• Tasks to carry out:
#1 Edit the passage of the leader persona text starting with "Research on identity" and going on through "Is Identity Shifting?", replacing "rituals" with "ceremonies".
#2 Continue the text on crafting the leader persona, starting after its final sentence.

• Source text:
====================
Crafting the Leader Persona


When Merlin the magician carved his staff out of wood, he was shaping an instrument of power. For managers, the act of personality development is the same. Once you awaken to the fact that personality is malleable, the next step is to craft it with intention. Leadership is not only what you do, but how you show up.


Identity Shifting

Personality As A Built Up Identity


Research on identity construction in organisations highlights that leaders continuously negotiate who they are through interaction, symbols, and rituals (Ibarra, 1999). This means a manager’s persona is less about authenticity as a fixed essence and more about the ongoing crafting of professional presence.


Leaders collect behaviours, narratives and rituals to align their leadership identity with organisational purpose. This process is not artificial. Rather, it is strategic embodiment that shapes the tone, presence, and credibility. Kevin O'Leary of Shark Tank fame said he could realise who is a winner and who is not simply by the way they carry their body. The process of identity shifting is moving into that space.


What Is Identity Shifting?


Identity shifting is the conscious act of stepping into a different version of oneself to meet the demands of a situation. It is not inauthentic performance, but rather the art of expanding one’s repertoire. Just as Merlin put on different robes or carried different symbols depending on the ritual, managers too must learn to shift identities. In board meetings leaders become strategist, with employees they become coaches and with clients negotiators without losing their core integrity.


Identity is a living process that shapes behaviour and perception. In Gestalt Therapy we were taught that a healthy identity is spontaneous personality adjusting to the environment. Problems arise when personality is fixed, rigid or has a disorder. For managers, the ability to shift identity is critical because leadership is situational: the persona that motivates during a crisis may alienate during a period of stability (Lord et al., 2020).


How To Do It Authentically


A manager known for being impulsive in meetings adopts the identity statement: “I am the calm anchor.” Before each meeting, he rehearses this statement in a posture and breathing that embodies calm. Over time, colleagues begin to experience him as steadying rather than volatile. The way he did it was:

  1. Identify Core Values: shifting identity does not mean abandoning authenticity. First you need to identify your core non-negotiable personal values (e.g., integrity, fairness, courage). Through embodiment and committing to keeping them, these will become part of you.

  2. Create Reminders: post it notes, rituals, practices or statements help trigger shifts from old patterns to new. For instance before a meeting take 2 minutes to remind yourself of your values, breathe them in and posture your body as if you have them already.

  3. Rehearse New Self: during therapy or coaching, when a manager wants to explore a new way of being, we support them to enact that character. This can be then taken in life by rehearsing before a meeting, speech or action. In time this helps to shift identities in real time (Ashforth & Schinoff, 2016).

  4. Reflect and Integrate: After shifting, reflection helps decide what to keep. Some identities will remain provisional, others will become permanent layers of the leadership persona.


Identity shifting is less about being many people and more about becoming a whole person. The idea is that all identities (good and bad) are available in all people but we choose which ones to keep and avoid. By consciously shifting identity, you start integrating multiple facets of self so that leadership feels fluid and intentional.
====================
[Natural-language object grounding data]
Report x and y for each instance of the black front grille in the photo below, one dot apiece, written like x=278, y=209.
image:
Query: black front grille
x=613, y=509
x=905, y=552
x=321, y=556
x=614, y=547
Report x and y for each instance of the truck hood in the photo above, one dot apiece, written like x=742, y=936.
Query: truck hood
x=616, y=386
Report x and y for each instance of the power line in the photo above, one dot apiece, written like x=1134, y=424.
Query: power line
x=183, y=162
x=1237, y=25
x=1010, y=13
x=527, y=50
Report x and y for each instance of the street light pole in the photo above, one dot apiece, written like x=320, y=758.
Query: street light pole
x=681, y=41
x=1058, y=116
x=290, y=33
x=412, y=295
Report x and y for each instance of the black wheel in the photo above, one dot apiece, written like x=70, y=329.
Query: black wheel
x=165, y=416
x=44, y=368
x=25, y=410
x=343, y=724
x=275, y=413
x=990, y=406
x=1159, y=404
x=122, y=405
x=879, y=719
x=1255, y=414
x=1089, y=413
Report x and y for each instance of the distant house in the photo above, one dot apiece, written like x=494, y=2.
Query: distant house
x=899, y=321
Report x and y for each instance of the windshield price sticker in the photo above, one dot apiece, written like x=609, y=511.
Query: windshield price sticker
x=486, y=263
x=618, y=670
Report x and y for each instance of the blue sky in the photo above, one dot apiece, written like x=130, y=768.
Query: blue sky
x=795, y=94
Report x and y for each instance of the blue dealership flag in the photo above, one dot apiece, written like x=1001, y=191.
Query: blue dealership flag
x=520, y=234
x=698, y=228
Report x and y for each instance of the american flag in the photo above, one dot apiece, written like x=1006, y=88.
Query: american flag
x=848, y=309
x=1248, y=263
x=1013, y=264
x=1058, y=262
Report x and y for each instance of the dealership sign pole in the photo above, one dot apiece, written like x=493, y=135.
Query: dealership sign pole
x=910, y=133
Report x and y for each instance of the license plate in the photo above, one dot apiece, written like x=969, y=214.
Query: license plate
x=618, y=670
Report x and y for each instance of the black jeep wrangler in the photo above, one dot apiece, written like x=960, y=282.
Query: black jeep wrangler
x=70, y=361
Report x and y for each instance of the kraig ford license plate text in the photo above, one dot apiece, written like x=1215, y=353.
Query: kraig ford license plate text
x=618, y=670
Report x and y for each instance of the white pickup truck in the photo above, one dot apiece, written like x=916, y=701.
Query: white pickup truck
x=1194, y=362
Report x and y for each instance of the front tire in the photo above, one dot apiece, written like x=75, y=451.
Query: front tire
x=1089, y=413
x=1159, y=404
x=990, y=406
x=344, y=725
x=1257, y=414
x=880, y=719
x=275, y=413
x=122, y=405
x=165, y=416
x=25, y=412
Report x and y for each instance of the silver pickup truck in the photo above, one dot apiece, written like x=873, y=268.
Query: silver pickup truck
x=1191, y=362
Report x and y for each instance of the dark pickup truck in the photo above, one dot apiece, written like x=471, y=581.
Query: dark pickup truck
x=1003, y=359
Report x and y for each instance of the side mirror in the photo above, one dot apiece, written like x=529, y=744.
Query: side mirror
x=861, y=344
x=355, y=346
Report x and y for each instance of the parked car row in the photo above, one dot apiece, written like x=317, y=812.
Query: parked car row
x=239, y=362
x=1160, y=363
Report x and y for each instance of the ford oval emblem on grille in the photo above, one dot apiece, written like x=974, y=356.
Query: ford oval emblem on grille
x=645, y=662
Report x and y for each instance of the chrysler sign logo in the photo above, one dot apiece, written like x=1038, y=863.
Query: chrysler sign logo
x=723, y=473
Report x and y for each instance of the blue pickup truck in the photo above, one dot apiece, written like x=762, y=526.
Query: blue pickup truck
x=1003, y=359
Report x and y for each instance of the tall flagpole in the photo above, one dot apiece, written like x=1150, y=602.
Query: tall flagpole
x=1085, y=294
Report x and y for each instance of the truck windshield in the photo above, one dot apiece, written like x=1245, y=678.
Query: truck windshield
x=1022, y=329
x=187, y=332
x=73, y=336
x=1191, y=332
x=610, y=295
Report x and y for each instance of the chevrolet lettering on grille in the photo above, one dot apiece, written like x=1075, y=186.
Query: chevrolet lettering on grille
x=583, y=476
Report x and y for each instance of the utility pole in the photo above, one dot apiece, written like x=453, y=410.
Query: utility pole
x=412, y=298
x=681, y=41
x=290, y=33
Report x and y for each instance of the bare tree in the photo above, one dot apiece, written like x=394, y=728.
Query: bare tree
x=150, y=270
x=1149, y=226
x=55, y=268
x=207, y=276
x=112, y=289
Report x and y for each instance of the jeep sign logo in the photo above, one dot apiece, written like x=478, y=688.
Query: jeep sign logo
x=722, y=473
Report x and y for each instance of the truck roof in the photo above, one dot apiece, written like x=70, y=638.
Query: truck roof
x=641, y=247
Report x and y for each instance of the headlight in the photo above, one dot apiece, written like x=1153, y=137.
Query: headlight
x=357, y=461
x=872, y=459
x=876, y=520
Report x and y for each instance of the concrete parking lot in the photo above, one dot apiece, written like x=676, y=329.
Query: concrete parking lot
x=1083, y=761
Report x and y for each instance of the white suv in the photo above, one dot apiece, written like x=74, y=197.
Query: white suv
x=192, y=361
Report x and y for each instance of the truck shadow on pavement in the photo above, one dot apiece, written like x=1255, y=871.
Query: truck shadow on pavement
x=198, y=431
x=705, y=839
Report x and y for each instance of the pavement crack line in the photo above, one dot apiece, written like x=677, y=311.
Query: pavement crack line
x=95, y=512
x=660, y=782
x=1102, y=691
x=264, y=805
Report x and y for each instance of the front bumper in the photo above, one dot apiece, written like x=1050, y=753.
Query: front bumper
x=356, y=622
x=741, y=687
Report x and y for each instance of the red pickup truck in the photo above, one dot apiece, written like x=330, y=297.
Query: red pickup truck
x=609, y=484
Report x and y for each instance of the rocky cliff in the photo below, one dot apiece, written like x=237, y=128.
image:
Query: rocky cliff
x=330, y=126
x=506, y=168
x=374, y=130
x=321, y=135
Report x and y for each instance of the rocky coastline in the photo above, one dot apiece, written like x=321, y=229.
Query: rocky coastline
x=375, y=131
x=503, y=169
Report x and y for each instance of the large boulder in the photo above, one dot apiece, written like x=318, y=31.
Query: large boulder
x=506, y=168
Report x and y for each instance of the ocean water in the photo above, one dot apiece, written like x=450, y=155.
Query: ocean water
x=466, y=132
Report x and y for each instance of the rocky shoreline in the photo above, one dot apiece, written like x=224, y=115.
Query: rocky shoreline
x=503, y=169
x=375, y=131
====================
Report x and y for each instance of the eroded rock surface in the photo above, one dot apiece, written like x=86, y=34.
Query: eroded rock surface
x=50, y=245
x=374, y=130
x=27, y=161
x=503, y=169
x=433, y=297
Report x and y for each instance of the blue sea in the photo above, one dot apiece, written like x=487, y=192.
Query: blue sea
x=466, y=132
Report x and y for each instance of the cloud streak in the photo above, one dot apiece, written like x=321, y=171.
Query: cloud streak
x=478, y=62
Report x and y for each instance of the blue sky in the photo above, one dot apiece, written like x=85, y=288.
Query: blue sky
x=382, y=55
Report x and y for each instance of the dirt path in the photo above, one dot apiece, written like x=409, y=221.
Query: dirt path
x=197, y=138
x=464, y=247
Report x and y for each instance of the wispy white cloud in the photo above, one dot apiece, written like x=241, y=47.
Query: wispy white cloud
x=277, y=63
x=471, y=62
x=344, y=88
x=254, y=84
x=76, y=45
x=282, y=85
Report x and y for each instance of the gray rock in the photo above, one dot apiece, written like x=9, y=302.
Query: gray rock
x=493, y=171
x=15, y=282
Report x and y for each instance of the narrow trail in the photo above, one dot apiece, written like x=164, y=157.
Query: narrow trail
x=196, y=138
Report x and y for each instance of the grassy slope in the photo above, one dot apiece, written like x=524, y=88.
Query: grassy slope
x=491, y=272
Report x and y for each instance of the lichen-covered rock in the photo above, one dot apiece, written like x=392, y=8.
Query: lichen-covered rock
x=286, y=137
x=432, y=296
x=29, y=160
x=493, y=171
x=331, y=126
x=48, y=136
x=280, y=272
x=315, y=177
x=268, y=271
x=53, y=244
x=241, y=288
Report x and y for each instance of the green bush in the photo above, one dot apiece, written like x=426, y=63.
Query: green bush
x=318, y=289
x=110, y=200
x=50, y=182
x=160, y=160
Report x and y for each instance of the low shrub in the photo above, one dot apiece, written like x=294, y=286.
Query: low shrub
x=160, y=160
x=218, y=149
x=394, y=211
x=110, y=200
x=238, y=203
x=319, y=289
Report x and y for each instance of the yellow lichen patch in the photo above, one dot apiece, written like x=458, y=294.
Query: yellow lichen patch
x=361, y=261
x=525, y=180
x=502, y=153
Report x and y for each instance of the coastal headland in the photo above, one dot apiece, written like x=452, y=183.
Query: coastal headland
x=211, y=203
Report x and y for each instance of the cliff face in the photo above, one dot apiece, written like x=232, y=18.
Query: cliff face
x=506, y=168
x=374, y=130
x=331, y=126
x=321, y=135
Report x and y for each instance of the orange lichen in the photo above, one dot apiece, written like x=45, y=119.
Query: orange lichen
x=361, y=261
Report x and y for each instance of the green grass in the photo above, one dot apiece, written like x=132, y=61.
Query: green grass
====================
• Response list:
#1
Research on identity construction in organisations highlights that leaders continuously negotiate who they are through interaction, symbols, and ceremonies (Ibarra, 1999). This means a manager’s persona is less about authenticity as a fixed essence and more about the ongoing crafting of professional presence.


Leaders collect behaviours, narratives and ceremonies to align their leadership identity with organisational purpose. This process is not artificial. Rather, it is strategic embodiment that shapes the tone, presence, and credibility. Kevin O'Leary of Shark Tank fame said he could realise who is a winner and who is not simply by the way they carry their body. The process of identity shifting is moving into that space.


What Is Identity Shifting?

#2
The Process of Shaping a Leadership Persona

Leaders who consciously craft their persona do more than improve themselves create coherence across the organisation. Research shows that leader identity strongly influences team identification, motivation, and collective performance (van Knippenberg et al., 2004). Inconsistent or unconscious personas breed confusion. Intentionally crafted personas, however, inspire confidence and align teams around a common tone.


Like Merlin’s staff, the crafted leadership persona becomes an instrument of power, not because it dominates, but because it channels intention into form. Crafting a leadership identity is not about masking who you are but about amplifying the qualities that serve the team and tempering those that derail coherence. Managers can use a number of tools to achieve this:

  1. I Am Statements: crafting clear “I am” declarations anchors behavior e.g. “I am a calm presence in uncertainty” or “I am a leader who makes others feel seen.” Such statements create alignment between intention and action (Gollwitzer, 1999).

  2. Creative Adjustment: effective leaders adapt their persona to context without losing their core. Research on behavioural complexity shows leaders who can flex between roles (coach, strategist, disciplinarian, visionary) are more effective (Denison et al., 1995).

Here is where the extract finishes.